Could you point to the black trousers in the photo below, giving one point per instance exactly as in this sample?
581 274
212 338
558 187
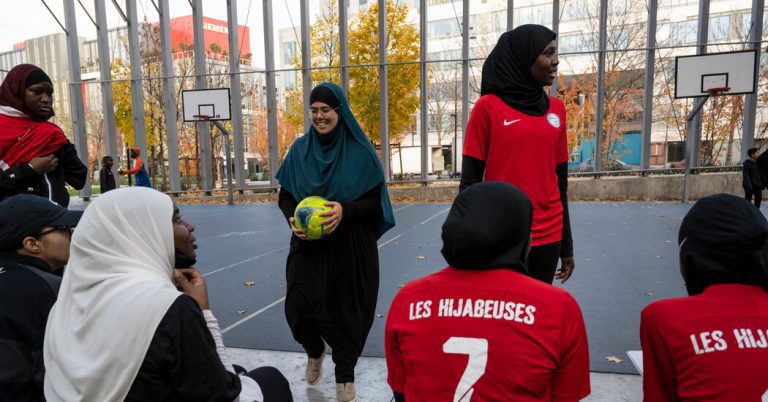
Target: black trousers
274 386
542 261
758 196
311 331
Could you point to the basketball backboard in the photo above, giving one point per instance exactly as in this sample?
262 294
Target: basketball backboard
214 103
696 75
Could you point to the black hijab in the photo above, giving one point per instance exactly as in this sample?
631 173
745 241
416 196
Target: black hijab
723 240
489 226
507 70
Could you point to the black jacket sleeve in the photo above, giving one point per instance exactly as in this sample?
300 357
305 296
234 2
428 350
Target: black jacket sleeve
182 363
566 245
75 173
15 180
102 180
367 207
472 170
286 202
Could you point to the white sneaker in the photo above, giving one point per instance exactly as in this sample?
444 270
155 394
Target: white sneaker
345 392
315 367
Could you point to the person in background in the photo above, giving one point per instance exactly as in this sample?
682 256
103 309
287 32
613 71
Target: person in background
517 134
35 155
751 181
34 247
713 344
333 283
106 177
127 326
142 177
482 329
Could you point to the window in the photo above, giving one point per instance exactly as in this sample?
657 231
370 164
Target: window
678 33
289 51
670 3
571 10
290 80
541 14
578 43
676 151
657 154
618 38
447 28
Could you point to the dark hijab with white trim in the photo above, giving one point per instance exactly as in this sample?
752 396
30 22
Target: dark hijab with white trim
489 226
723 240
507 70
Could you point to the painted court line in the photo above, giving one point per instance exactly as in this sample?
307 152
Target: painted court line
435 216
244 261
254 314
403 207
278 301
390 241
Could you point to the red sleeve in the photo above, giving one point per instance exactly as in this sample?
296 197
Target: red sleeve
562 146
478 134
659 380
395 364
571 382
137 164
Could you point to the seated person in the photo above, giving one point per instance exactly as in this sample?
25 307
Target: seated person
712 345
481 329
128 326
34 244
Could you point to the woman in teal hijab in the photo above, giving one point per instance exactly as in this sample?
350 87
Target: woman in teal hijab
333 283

----

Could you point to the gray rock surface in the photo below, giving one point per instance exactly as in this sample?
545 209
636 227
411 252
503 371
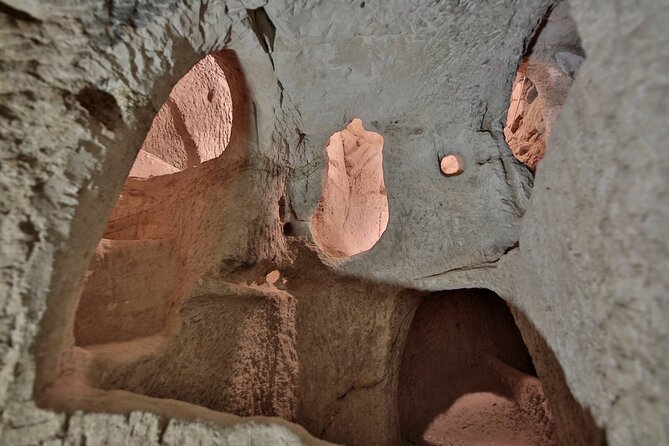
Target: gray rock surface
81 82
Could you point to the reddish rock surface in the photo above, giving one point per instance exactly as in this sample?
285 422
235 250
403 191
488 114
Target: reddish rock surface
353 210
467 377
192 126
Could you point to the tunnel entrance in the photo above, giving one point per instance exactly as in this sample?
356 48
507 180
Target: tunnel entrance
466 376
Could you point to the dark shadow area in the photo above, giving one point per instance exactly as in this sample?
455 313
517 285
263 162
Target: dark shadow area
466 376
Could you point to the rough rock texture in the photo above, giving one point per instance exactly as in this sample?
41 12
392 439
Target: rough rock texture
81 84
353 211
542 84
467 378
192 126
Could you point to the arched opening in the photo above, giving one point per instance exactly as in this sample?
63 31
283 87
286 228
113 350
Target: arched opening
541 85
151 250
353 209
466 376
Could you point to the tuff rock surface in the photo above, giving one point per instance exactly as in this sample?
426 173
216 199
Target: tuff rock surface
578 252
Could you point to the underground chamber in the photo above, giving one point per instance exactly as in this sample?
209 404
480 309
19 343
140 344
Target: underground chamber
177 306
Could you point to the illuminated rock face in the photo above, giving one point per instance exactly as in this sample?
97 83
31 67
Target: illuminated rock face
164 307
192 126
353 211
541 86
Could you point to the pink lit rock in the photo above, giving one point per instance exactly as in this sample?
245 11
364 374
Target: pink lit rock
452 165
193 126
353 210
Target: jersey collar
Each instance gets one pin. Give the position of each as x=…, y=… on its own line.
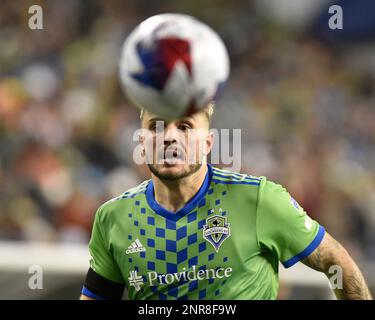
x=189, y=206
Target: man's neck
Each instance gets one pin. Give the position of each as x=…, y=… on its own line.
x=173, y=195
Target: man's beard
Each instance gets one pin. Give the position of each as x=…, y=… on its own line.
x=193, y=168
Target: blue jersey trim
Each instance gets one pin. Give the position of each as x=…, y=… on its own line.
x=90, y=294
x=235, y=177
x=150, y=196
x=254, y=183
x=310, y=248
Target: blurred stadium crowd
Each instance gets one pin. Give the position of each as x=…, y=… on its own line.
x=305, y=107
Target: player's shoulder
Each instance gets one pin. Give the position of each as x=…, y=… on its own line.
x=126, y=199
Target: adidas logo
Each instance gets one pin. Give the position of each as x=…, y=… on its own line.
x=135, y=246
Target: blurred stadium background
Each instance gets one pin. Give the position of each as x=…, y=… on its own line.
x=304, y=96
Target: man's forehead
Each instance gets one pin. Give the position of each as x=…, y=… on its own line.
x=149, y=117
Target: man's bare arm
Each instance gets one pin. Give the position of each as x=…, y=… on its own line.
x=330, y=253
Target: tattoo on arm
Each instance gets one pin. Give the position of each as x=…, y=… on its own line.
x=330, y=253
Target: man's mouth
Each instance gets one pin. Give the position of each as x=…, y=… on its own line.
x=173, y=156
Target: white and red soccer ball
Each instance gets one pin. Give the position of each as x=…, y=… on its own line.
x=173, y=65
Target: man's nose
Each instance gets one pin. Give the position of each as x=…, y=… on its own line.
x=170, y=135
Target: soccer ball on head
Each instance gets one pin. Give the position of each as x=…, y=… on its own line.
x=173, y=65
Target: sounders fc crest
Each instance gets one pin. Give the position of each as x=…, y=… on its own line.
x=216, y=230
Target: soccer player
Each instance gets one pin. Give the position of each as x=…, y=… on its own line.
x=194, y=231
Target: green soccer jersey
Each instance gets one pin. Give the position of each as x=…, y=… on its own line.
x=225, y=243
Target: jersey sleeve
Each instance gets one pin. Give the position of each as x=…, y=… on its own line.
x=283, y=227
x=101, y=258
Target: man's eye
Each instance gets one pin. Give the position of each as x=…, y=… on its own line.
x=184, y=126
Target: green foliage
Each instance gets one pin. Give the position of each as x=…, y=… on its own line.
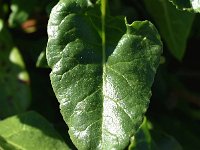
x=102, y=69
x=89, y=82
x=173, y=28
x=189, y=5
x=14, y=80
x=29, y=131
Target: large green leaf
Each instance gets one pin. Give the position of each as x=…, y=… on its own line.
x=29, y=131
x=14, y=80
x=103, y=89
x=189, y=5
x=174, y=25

----

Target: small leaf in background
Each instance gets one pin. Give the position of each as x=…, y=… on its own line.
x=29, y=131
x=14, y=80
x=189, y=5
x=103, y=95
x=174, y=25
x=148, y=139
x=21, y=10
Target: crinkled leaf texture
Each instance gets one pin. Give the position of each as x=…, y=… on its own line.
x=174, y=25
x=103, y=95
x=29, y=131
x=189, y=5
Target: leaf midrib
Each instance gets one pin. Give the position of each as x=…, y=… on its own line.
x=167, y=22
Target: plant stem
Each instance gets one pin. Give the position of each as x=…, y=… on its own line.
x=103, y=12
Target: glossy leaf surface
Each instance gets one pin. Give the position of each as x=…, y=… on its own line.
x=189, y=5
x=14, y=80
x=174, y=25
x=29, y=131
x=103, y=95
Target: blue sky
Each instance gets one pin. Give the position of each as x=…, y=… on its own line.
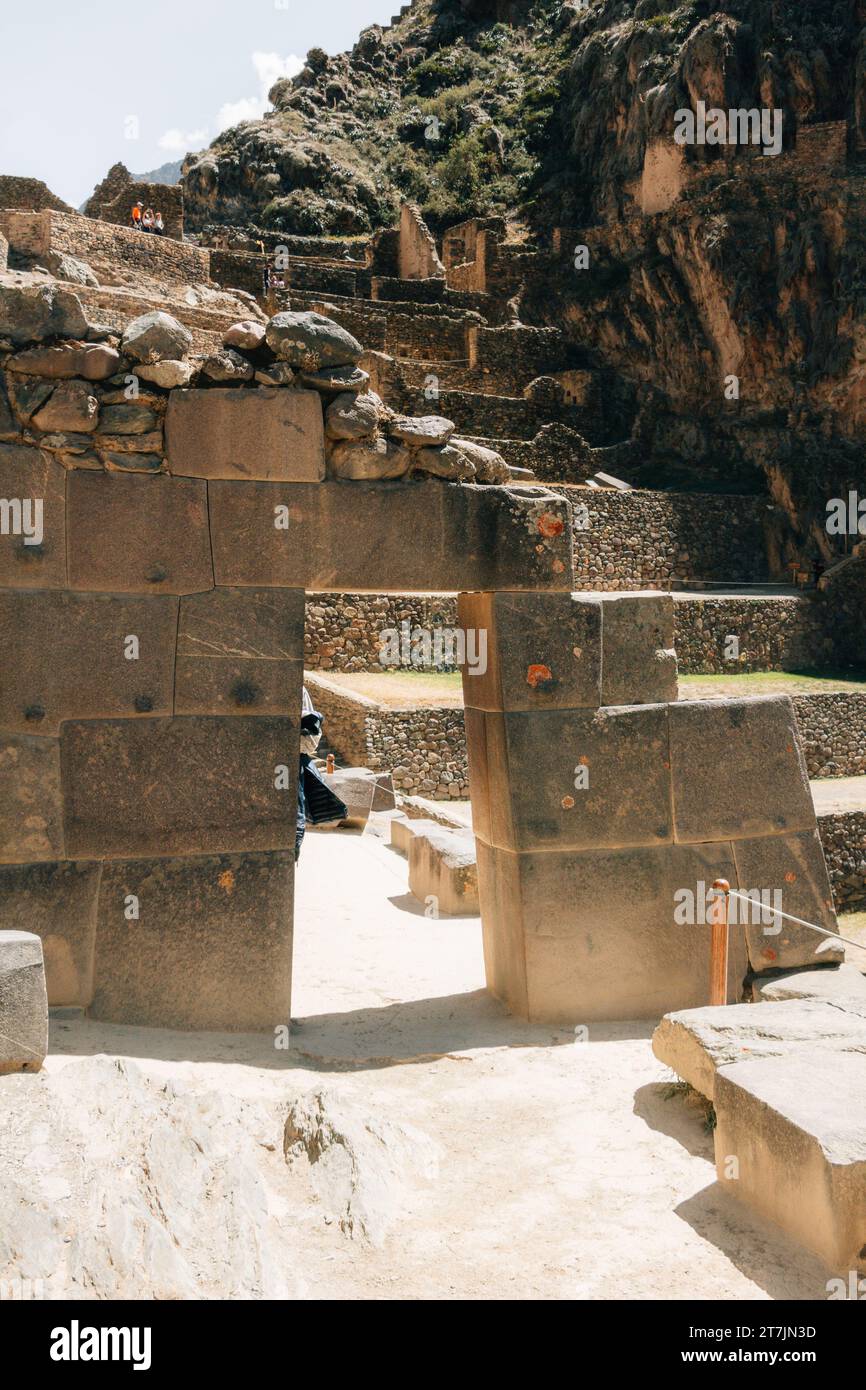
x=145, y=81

----

What needs to be done: Please copy out, word for word, the lines of the records above, starting at the line containing "Target: man's beard" and ending at the line containing "x=304, y=96".

Correct output:
Target: man's beard
Each instance gets one pin. Give the position of each as x=…, y=… on its own line.
x=193, y=168
Target: blue jersey trim
Each instance gets one pin. Give the position of each as x=…, y=… on its own line.
x=90, y=294
x=235, y=177
x=150, y=196
x=254, y=183
x=310, y=248
Target: blurred stadium crowd
Each instance gets one pin. Give the position of each as x=…, y=… on its own line.
x=305, y=107
Target: player's shoulder
Each instance gets one pin. Give the position of each as x=…, y=… on its own line.
x=126, y=199
Target: adidas logo
Each instance gets one pin. Give the position of each as x=…, y=… on its own line.
x=135, y=246
Target: blurred stadium background
Each instance gets one pin. Give the position of each as x=…, y=… on its own line.
x=304, y=96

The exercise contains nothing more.